[TEXT PROVIDED]:

Is there any other suggestion? If there is no way to make faster queries
from PyMongo then I have no choice but to find an alternative database,
which would be disappointing as I've invested quite a bit of time in
MongoDB over the last month and am happy with it apart from the speed,
which is a show stopper.
I see. I was confused by your example using batch_size and list(). The
documents you are describing sound very simple, and decoding three integers
(32 or 64 bit) is about the simplest thing PyMongo does. The datetime code
in PyMongo's C extensions could be sped up a bit when dealing with
timestamps after the epoch, but I think most of the processing time is
being taken up creating PyObjects (in this case PyLong, PyDict, PyDateTime,
PyUnicode) in C.
Can you post an example document I can test with?
In PyMongo 3.0 we plan to rework how Cursor buffers the data it retrieves,
which should improve performance a bit.
In the meantime, the only suggestion I can give you is to project out any
fields in the document you don't actually need, which will make PyMongo
have to do less work.
Hi Bernie,
I was creating a list so I could pass the list to the constructor of a
Pandas Dataframe. However, this is not the issue so I probably shouldn't
have included that line in my example. In the following example I simply
iterate over the cursor one document at a time and set a dummy variable
temp to 1 on each iteration. This takes the same length of time - about 80
seconds.
tic = time.time()
cursor = db_collection.find({"dt": {"$gte": start_dt, "$lt": end_dt }
}).sort("t")
for s in cursor: temp=1
toc = time.time()
print('elapsed time: ',toc-tic)
I'm well aware that I won't get the same speeds as C++, but 80 to 100
seconds to retrieve and iterate 150k documents is unacceptably slow. There
must be another solution? The same query takes a few seconds from C++ so
this is more than a marginal difference. Anyone who is accessing big
datasets using PyMongo has surely encountered this issue. Any idea?
Thanks, Rob.
- mylist = list(db_collection.find()) - That means PyMongo has to
retrieve and deserialize all 150k documents before your application can
process a single document. The batch_size option will have no impact here.
How are you doing the same in C++? Why not use a Cursor for what it's meant
for and incrementally process documents?
- C++ is a lower level statically typed, natively compiled language.
Python is a very high level, dynamically typed, interpreted language. The
performance of your python application is never going to be close to as
fast as one written in C++. It's the nature of the language.
I have a database find query which returns 150k documents where each
document contains three integer fields and one datetime field. The
following code attempts to create a list from the cursor object. Iterating
the cursor is incredibly slow - about 80 seconds! The same operation via
the C++ drivers is orders of magnitude faster - it must be an issue with
PyMongo?
client = MongoClient()
client = MongoClient('localhost', 27017)
db = client.taq
collection_str = "mycollection"
db_collection = db[collection_str]
mylist = list(db_collection.find())
This issue has been discussed before and I tried the suggestions. One is
cursor = db_collection.find()
cursor.bath_size(10000)
mylist = list(cursor)
However, this had no impact. A second suggestion was to check that the C
extensions are installed - I have them installed so this is not the issue.
The Mongo database is installed on the same machine so it is not a network
issue - it works fine from C++ ... querying from Pymongo is the issue.

[SET OF TASKS]:
**a)** Please say whether each statement agrees with the PyMongo thread, answering yes or no and quoting the words of the PyMongo thread that decide it.
(i) Each document returned by the query holds three integer fields and one datetime field.
(ii) The MongoDB database runs on a different machine from the Python code.
(iii) Setting a batch size on the cursor made the retrieval noticeably faster.
**b)** Answer these questions from the PyMongo thread, one line each.
(i) About how long does iterating the cursor take?
(ii) In which PyMongo version is the rework of Cursor buffering planned?
(iii) What was the list built from the cursor meant to be passed to?
**c)** Summarize the PyMongo thread in two sentences.

[DATA EXTRACT]:
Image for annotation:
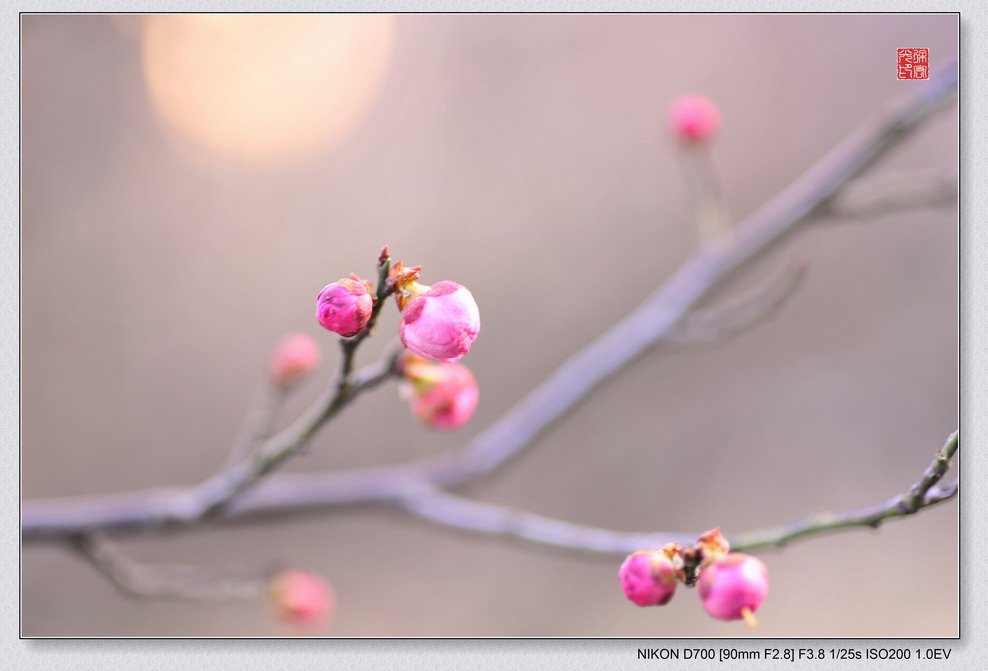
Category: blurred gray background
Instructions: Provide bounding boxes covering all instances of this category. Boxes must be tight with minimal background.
[21,15,958,637]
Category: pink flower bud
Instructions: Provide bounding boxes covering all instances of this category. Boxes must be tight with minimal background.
[268,570,334,627]
[316,275,377,338]
[669,95,720,142]
[618,550,676,606]
[401,355,480,429]
[398,282,480,363]
[699,552,768,626]
[270,333,322,387]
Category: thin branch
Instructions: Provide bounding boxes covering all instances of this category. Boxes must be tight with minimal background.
[824,170,957,220]
[666,258,807,343]
[226,380,287,467]
[21,59,957,541]
[398,431,957,556]
[732,431,958,550]
[70,533,279,602]
[680,142,732,245]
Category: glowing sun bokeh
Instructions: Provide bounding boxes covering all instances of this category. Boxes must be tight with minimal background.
[139,14,394,163]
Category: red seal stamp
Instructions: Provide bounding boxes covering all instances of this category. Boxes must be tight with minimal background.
[898,49,930,79]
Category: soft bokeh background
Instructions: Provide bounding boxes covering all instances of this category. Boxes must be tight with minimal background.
[21,15,958,637]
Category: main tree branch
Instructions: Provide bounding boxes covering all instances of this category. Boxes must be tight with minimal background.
[399,431,957,556]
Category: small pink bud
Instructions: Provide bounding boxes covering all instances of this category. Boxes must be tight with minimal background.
[669,94,720,142]
[618,550,676,606]
[316,275,377,338]
[268,570,334,627]
[699,552,768,626]
[398,282,480,363]
[271,333,322,387]
[402,355,480,429]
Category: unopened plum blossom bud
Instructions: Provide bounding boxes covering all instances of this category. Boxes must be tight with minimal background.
[669,94,720,143]
[270,333,322,387]
[388,261,480,363]
[268,570,334,627]
[618,550,677,606]
[401,355,480,430]
[699,552,768,626]
[316,275,377,338]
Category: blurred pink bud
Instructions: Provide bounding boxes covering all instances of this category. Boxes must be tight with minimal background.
[271,333,322,387]
[402,355,480,429]
[618,550,676,606]
[398,282,480,363]
[669,94,720,142]
[699,552,768,626]
[268,570,334,627]
[316,275,377,338]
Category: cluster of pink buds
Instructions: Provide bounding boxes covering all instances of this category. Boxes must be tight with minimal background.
[669,94,720,144]
[399,354,480,429]
[268,570,335,629]
[316,247,480,429]
[618,529,768,627]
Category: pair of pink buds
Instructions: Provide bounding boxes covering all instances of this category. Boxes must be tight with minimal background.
[316,255,480,429]
[618,529,768,626]
[316,261,480,363]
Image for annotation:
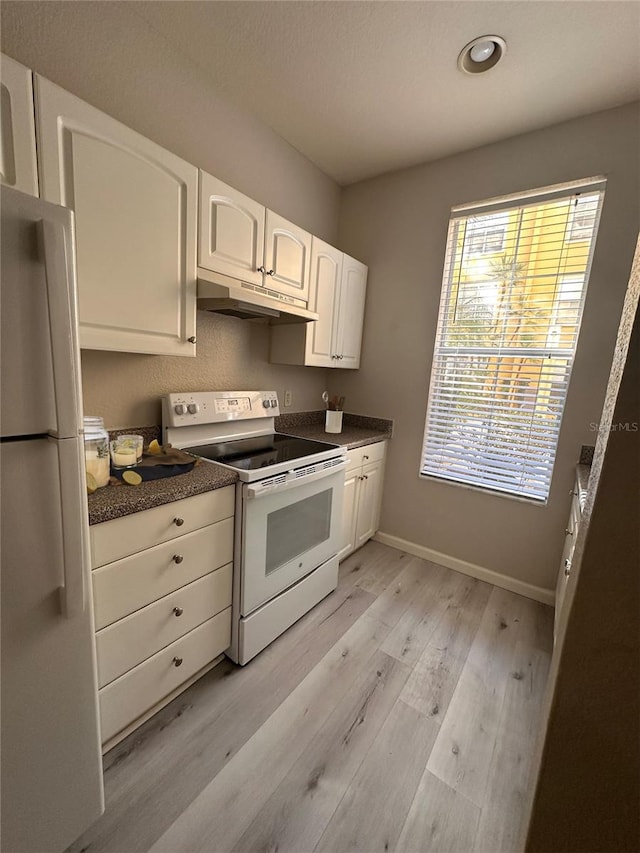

[EXPECTED ANSWERS]:
**a)**
(i) Yes: "each document contains three integer fields and one datetime field"
(ii) No: "The Mongo database is installed on the same machine so it is not a network issue"
(iii) No: "However, this had no impact."

**b)**
(i) About 80 seconds.
(ii) PyMongo 3.0.
(iii) The constructor of a Pandas Dataframe.

**c)** A user reports that retrieving and iterating 150k simple documents through PyMongo takes about 80 seconds, while the same query takes a few seconds from C++, and notes that setting a batch size had no impact, the C extensions are installed, and the database sits on the same machine. A reply says most of the time is probably spent creating PyObjects in C and that PyMongo 3.0 should improve Cursor buffering, and until then it suggests projecting out fields that aren't needed.